I’ve spoken a bit about how using weights is important when analyzing national/statewide datasets. The weights are used so the sample generalizes to a particular population (note: we are interested in making inferences about the population, not the sample). This is important because at times, in national datasets, certain subpopulations (e.g., Hispanic or Asian students) are oversampled to ensure that the sample size is large enough for subgroup analysis. Without using weights, certain groups may be overrepresented (or underrepresented).
In my own work conducting statewide school climate surveys, principals are provided the option to, in order to lessen the administrative burden, 1) randomly sample 25 students per grade level (i.e., the random sampling [RS] option) or 2) have all students in the school answer the survey (achieve > 80% response rate or the whole grade [WG] option). The probability of selection in each school is different.
Example 1
Consider two schools of 100 students each: In school A, random sampling is used (n = 25) and in school B, the whole grade option is used (n = 100). In school A, the probability of selection is 25/100 = .25. Weights are the inverse of the probability of selection or 1/.25 = 4. In other word, each response is worth four students for school A. For school B, the weights are set to 1 since everyone responded to the survey. So for the entire sample (n = 125), the respondents will have different weights. If a measure of some outcome is taken, the average will be greatly influenced by the school that did the whole grade option [this is a simplified example but you get the point].

▶ LISTED ENTRIES:
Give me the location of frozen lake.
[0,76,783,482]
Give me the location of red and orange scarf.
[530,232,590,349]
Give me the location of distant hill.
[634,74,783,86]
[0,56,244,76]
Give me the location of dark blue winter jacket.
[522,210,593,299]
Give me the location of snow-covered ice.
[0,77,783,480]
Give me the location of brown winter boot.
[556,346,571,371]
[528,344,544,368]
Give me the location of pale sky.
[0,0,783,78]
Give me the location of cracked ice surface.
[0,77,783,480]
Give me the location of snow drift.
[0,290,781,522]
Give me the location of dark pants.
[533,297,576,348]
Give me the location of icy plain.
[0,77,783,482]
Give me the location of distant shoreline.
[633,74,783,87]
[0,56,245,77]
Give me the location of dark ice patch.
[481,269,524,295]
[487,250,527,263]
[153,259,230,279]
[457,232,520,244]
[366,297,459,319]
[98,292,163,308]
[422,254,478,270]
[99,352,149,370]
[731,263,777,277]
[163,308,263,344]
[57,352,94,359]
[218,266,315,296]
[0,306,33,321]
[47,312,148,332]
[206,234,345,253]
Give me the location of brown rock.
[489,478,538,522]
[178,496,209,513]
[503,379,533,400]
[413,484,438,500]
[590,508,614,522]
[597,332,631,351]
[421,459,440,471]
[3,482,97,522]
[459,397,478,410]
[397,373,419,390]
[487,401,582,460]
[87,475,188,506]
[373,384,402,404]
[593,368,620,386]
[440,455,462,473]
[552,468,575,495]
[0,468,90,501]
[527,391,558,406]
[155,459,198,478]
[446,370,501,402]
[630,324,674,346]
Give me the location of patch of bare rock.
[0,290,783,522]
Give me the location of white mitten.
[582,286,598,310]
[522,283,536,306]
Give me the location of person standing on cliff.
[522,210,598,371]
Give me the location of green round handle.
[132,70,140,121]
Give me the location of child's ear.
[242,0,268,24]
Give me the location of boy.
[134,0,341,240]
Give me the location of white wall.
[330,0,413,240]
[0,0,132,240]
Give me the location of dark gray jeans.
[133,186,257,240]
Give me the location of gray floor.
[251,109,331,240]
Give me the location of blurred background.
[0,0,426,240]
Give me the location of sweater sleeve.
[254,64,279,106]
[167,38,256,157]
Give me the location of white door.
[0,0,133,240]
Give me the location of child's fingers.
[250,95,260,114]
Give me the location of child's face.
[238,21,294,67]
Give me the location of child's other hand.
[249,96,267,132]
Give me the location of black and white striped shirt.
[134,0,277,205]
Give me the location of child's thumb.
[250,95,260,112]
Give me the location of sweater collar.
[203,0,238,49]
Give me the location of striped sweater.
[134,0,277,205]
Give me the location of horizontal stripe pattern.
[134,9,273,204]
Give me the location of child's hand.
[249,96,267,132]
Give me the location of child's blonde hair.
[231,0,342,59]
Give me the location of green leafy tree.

▶ DIRECTIONS FOR THIS TASK:
Transcribe the passage on survey weights, starting with "I’ve spoken a" and going on through "overrepresented (or underrepresented).".

▶ ANSWER IN FULL:
I’ve spoken a bit about how using weights is important when analyzing national/statewide datasets. The weights are used so the sample generalizes to a particular population (note: we are interested in making inferences about the population, not the sample). This is important because at times, in national datasets, certain subpopulations (e.g., Hispanic or Asian students) are oversampled to ensure that the sample size is large enough for subgroup analysis. Without using weights, certain groups may be overrepresented (or underrepresented).